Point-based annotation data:
***

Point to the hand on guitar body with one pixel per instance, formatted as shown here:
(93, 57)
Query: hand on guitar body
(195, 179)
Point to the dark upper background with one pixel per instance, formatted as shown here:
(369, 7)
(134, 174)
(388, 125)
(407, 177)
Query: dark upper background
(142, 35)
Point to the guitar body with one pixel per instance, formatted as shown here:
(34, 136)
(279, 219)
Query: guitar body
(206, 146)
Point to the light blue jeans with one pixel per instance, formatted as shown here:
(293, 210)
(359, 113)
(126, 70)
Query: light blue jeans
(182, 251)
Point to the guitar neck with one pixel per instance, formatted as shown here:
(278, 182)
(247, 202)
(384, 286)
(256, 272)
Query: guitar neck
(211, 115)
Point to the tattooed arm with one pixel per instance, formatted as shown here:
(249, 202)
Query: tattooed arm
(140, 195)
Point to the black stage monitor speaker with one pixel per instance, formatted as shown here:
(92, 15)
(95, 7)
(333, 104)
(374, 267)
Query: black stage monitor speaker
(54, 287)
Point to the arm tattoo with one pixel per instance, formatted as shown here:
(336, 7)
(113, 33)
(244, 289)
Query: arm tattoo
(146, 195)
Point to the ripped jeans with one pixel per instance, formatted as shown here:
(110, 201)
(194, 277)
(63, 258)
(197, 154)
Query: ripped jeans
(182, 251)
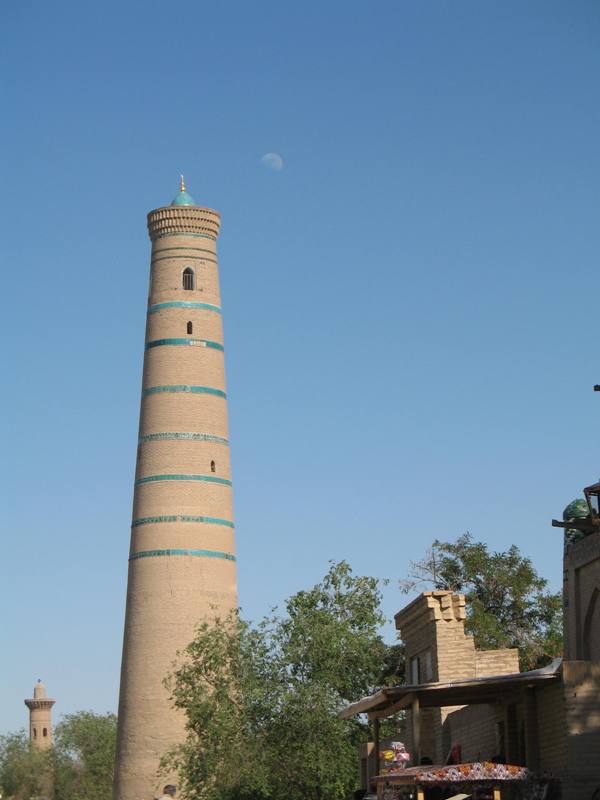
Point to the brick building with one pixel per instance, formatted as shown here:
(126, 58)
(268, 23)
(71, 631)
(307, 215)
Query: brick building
(478, 702)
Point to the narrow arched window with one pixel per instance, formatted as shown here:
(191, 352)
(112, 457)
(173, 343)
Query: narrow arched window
(188, 279)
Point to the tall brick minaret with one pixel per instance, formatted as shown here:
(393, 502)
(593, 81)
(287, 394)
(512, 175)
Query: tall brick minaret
(40, 717)
(182, 559)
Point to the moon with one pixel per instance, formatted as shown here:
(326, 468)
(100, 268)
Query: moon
(272, 161)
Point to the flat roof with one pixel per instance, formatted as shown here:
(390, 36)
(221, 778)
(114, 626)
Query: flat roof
(466, 691)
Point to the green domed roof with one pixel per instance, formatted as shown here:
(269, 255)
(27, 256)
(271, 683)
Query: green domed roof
(183, 198)
(577, 509)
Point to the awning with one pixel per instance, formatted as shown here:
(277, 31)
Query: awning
(468, 691)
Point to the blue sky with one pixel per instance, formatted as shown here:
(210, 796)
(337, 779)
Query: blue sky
(410, 304)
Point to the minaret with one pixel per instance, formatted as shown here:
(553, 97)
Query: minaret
(40, 717)
(182, 557)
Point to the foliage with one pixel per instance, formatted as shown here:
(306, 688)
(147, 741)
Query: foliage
(25, 771)
(84, 756)
(508, 604)
(262, 701)
(79, 766)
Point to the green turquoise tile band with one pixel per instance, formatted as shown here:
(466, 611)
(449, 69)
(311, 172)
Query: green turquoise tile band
(181, 518)
(183, 233)
(200, 553)
(181, 388)
(193, 437)
(186, 258)
(183, 304)
(192, 342)
(207, 478)
(195, 249)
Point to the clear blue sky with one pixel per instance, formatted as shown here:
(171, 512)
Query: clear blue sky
(410, 304)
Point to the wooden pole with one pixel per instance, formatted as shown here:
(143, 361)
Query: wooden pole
(376, 744)
(416, 729)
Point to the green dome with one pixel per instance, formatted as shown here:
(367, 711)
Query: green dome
(577, 509)
(183, 199)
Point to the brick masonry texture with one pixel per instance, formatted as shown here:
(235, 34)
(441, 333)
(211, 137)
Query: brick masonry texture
(168, 595)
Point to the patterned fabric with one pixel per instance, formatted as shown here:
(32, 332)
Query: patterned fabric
(458, 773)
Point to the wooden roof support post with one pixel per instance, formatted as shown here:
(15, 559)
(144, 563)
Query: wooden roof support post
(376, 744)
(532, 748)
(416, 728)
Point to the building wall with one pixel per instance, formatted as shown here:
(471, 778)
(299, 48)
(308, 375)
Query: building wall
(581, 687)
(551, 724)
(504, 661)
(474, 728)
(581, 598)
(434, 623)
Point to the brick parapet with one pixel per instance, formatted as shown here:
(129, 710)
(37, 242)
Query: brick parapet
(170, 220)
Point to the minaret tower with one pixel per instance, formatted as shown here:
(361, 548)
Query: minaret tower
(182, 557)
(40, 717)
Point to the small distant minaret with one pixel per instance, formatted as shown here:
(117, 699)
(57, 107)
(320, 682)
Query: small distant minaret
(40, 717)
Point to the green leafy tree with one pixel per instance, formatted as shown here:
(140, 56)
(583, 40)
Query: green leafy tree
(84, 755)
(508, 603)
(25, 771)
(262, 701)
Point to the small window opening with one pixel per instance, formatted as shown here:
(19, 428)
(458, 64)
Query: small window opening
(188, 279)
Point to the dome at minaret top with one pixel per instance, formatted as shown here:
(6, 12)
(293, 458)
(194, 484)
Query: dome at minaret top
(182, 198)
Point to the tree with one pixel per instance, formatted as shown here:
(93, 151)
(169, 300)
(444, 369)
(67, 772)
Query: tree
(508, 604)
(84, 755)
(25, 771)
(262, 701)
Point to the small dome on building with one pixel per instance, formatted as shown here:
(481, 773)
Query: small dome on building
(577, 509)
(183, 198)
(39, 690)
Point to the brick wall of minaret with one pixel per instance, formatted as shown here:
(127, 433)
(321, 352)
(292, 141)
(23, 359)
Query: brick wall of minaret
(182, 565)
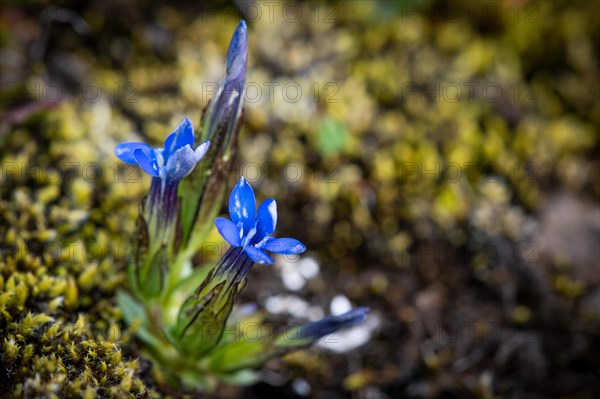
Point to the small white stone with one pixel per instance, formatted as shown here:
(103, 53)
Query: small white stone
(340, 304)
(308, 267)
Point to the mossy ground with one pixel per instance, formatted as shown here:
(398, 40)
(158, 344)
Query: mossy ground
(469, 224)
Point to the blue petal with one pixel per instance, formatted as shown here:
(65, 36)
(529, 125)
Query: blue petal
(202, 150)
(242, 205)
(327, 325)
(180, 164)
(237, 54)
(124, 151)
(286, 246)
(266, 219)
(182, 135)
(258, 256)
(228, 231)
(146, 160)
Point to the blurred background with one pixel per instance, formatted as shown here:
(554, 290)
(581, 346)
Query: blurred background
(439, 160)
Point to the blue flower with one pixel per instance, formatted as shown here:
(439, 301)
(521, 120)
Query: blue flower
(171, 163)
(250, 229)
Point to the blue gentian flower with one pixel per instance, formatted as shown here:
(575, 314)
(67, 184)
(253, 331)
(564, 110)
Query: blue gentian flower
(250, 230)
(171, 163)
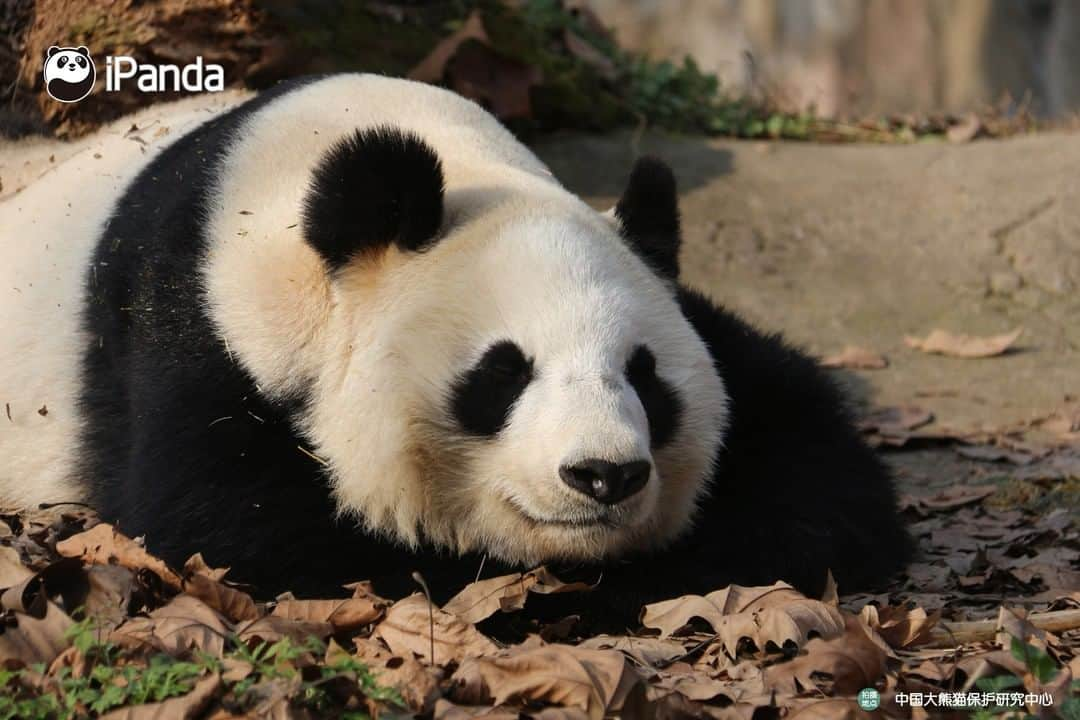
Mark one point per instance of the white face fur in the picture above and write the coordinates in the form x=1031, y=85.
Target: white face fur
x=578, y=304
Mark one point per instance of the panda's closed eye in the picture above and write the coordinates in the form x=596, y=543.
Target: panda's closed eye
x=484, y=395
x=662, y=405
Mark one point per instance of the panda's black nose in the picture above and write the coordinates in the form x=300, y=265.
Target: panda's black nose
x=607, y=481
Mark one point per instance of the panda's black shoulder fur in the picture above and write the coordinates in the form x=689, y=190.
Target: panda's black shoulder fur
x=181, y=446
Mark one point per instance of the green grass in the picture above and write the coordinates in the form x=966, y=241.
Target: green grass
x=116, y=678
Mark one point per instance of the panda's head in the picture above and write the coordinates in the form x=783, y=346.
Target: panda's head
x=69, y=72
x=69, y=64
x=503, y=371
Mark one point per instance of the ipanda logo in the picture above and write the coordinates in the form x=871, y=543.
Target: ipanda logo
x=70, y=75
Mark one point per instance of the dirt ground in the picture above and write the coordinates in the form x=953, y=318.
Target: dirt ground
x=863, y=245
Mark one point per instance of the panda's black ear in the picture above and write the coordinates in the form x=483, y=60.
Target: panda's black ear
x=648, y=214
x=374, y=188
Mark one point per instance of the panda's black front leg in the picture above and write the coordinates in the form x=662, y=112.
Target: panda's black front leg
x=796, y=492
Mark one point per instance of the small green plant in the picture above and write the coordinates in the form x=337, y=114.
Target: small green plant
x=117, y=679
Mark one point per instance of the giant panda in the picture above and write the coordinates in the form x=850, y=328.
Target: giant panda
x=351, y=328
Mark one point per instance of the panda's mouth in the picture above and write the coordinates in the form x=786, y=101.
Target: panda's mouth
x=601, y=520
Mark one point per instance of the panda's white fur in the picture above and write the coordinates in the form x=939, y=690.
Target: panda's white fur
x=48, y=233
x=521, y=258
x=214, y=370
x=518, y=257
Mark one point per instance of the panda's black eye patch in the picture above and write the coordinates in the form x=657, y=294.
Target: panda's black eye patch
x=483, y=396
x=661, y=403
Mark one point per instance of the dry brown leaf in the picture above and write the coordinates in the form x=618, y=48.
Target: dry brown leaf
x=25, y=640
x=12, y=570
x=197, y=566
x=772, y=614
x=842, y=665
x=943, y=342
x=482, y=599
x=447, y=710
x=648, y=652
x=272, y=628
x=184, y=707
x=856, y=358
x=595, y=681
x=954, y=497
x=829, y=708
x=232, y=603
x=417, y=683
x=901, y=627
x=964, y=131
x=894, y=420
x=346, y=614
x=406, y=629
x=177, y=628
x=108, y=595
x=486, y=597
x=104, y=545
x=469, y=65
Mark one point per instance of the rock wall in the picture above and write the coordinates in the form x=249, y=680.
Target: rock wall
x=869, y=56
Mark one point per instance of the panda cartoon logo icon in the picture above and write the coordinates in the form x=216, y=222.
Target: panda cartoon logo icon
x=69, y=73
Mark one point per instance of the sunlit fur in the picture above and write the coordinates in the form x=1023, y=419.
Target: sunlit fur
x=380, y=342
x=207, y=379
x=376, y=345
x=48, y=232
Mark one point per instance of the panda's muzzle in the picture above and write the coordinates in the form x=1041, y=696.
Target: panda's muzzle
x=605, y=481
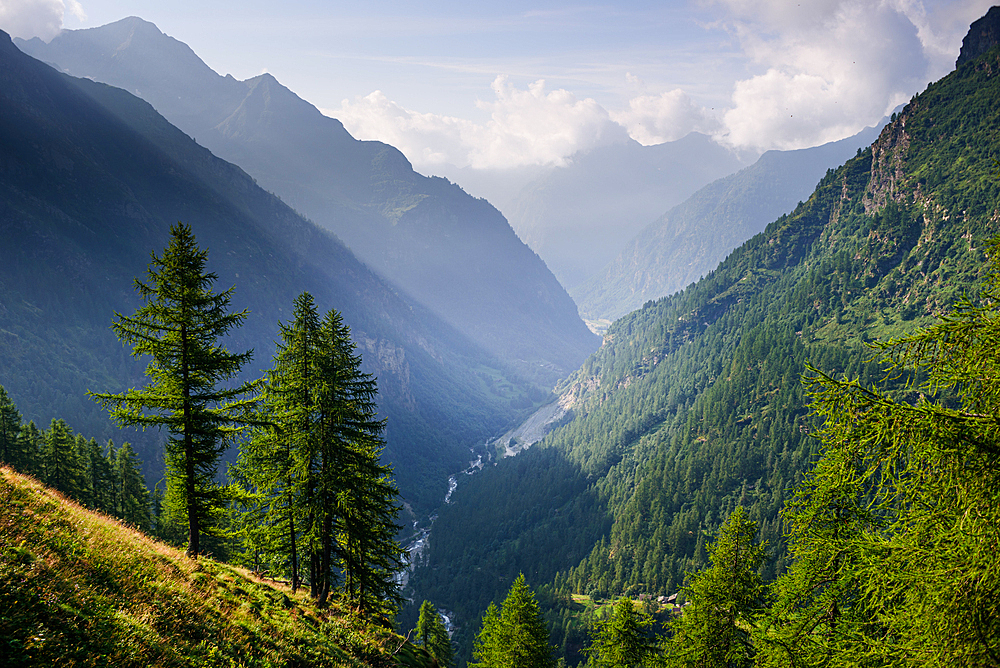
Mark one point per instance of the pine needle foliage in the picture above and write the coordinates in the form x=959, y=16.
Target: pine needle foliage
x=179, y=327
x=896, y=533
x=725, y=600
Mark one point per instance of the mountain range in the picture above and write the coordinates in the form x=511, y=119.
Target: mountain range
x=92, y=177
x=450, y=251
x=689, y=240
x=694, y=405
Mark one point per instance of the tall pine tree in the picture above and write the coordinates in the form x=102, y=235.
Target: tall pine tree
x=514, y=636
x=276, y=461
x=179, y=327
x=726, y=598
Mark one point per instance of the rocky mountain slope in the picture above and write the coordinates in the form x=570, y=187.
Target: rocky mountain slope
x=695, y=405
x=450, y=251
x=91, y=178
x=689, y=240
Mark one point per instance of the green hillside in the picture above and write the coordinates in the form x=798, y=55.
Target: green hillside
x=81, y=589
x=690, y=240
x=694, y=404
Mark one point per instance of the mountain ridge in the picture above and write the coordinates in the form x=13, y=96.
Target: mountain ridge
x=91, y=181
x=455, y=254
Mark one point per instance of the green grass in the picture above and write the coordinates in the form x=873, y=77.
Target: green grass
x=80, y=589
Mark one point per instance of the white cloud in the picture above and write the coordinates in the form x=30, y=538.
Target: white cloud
x=820, y=70
x=830, y=67
x=37, y=18
x=529, y=126
x=654, y=119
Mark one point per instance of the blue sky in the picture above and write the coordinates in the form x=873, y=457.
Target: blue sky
x=495, y=85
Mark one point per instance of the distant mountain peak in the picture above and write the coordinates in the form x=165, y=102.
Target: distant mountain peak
x=983, y=35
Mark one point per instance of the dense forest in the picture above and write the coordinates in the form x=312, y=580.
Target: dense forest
x=694, y=404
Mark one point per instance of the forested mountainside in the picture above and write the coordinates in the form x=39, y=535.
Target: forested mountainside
x=91, y=178
x=694, y=403
x=80, y=588
x=577, y=217
x=690, y=240
x=450, y=251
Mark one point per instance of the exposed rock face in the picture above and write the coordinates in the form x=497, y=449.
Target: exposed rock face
x=983, y=35
x=888, y=154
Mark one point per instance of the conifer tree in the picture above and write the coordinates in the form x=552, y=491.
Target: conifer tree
x=515, y=636
x=725, y=600
x=354, y=500
x=11, y=446
x=895, y=533
x=33, y=447
x=623, y=641
x=179, y=327
x=326, y=504
x=276, y=461
x=61, y=462
x=432, y=635
x=132, y=503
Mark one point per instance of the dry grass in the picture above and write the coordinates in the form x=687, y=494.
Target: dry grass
x=78, y=588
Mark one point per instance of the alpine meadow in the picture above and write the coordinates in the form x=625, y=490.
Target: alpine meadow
x=334, y=412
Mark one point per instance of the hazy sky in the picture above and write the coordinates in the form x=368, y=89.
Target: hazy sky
x=517, y=83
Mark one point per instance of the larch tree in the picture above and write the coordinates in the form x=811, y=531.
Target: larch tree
x=896, y=532
x=179, y=327
x=354, y=502
x=725, y=600
x=275, y=460
x=625, y=640
x=515, y=635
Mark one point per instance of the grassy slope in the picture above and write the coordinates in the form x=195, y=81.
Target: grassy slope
x=80, y=589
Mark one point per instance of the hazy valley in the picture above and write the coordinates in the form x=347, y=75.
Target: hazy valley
x=788, y=390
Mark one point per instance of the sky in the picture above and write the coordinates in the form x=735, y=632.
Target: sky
x=506, y=85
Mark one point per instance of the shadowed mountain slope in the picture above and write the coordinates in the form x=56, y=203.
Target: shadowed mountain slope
x=452, y=252
x=689, y=241
x=91, y=178
x=694, y=404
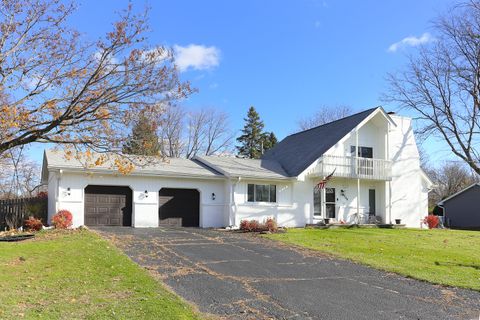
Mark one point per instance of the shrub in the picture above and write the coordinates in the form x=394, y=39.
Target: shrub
x=254, y=225
x=62, y=219
x=432, y=221
x=244, y=225
x=271, y=225
x=33, y=224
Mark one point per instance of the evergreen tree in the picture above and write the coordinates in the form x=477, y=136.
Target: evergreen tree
x=143, y=140
x=252, y=136
x=269, y=141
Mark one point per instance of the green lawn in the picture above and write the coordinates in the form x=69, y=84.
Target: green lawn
x=448, y=257
x=78, y=275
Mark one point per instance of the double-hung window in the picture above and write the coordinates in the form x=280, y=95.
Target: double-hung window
x=262, y=193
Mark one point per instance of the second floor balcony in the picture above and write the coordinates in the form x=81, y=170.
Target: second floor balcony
x=354, y=167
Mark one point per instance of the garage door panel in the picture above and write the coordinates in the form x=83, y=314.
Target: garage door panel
x=108, y=206
x=179, y=207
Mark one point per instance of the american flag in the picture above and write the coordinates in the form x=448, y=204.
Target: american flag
x=324, y=181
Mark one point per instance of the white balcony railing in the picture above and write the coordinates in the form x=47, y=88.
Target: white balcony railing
x=354, y=167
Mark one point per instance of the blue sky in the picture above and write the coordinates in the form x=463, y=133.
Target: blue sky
x=286, y=58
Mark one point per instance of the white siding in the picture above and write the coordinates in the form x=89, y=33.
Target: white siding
x=145, y=209
x=408, y=192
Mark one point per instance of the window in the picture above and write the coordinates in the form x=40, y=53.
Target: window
x=363, y=152
x=262, y=193
x=329, y=202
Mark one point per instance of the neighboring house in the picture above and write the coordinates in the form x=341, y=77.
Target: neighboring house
x=372, y=154
x=462, y=210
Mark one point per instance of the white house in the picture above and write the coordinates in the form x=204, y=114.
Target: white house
x=372, y=155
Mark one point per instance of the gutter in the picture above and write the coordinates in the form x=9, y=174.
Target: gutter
x=134, y=173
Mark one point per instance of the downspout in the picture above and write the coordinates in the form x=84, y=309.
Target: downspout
x=233, y=209
x=444, y=215
x=358, y=179
x=57, y=190
x=391, y=171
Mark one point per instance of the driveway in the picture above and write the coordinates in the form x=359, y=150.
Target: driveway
x=240, y=276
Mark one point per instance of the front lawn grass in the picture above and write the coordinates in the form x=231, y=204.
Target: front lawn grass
x=447, y=257
x=78, y=275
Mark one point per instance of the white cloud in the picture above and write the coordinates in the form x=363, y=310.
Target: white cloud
x=197, y=57
x=411, y=41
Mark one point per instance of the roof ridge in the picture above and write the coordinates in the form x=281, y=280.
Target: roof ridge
x=316, y=127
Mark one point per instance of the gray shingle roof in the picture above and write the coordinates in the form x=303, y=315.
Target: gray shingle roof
x=297, y=151
x=246, y=168
x=143, y=165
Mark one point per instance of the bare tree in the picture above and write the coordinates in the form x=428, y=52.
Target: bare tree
x=190, y=133
x=19, y=176
x=172, y=126
x=441, y=84
x=449, y=179
x=218, y=137
x=196, y=134
x=324, y=115
x=55, y=86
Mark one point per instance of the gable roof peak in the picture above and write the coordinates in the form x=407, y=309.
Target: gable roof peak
x=328, y=123
x=298, y=151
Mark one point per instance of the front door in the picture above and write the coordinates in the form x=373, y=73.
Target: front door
x=330, y=203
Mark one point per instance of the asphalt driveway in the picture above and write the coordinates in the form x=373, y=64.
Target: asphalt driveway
x=239, y=276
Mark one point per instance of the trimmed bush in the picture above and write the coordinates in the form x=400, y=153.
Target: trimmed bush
x=62, y=219
x=269, y=224
x=33, y=224
x=432, y=221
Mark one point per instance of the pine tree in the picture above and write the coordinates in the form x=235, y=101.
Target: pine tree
x=252, y=136
x=143, y=140
x=269, y=141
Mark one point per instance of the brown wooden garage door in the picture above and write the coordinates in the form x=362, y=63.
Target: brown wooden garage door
x=179, y=207
x=108, y=206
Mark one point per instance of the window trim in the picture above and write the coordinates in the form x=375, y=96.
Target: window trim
x=255, y=193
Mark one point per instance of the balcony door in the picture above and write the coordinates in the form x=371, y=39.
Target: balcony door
x=364, y=162
x=330, y=204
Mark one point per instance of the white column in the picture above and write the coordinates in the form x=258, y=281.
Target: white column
x=389, y=182
x=324, y=207
x=358, y=180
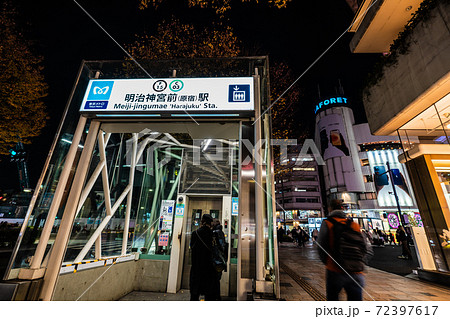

***

▶ [Problem to work on] Copy word for word the lines above, starting at the line holding "Mark one point per instance of the small" and ending at the line holding "x=661, y=403", with both of those lines included.

▶ [Correct output]
Mark one point per instance of the small green plant in the picture above and write the coordinates in the form x=337, y=114.
Target: small green plant
x=117, y=679
Mark one point per instance of the giant panda in the picture above and write the coordinates in the form x=850, y=328.
Target: giant panda
x=351, y=328
Mark one point per instance of the panda's mouth in the picture above and write the coordinates in the form x=786, y=101.
Target: panda's mouth
x=601, y=520
Mark one point per instance of the panda's white fur in the picture above and write the coordinates in the form x=939, y=690.
Target: panda's white fur
x=48, y=233
x=521, y=258
x=214, y=370
x=518, y=257
Mark one point per instance of the panda's black eye patch in the picture above and write the coordinates in the form x=657, y=294.
Target: panda's black eye patch
x=483, y=396
x=661, y=403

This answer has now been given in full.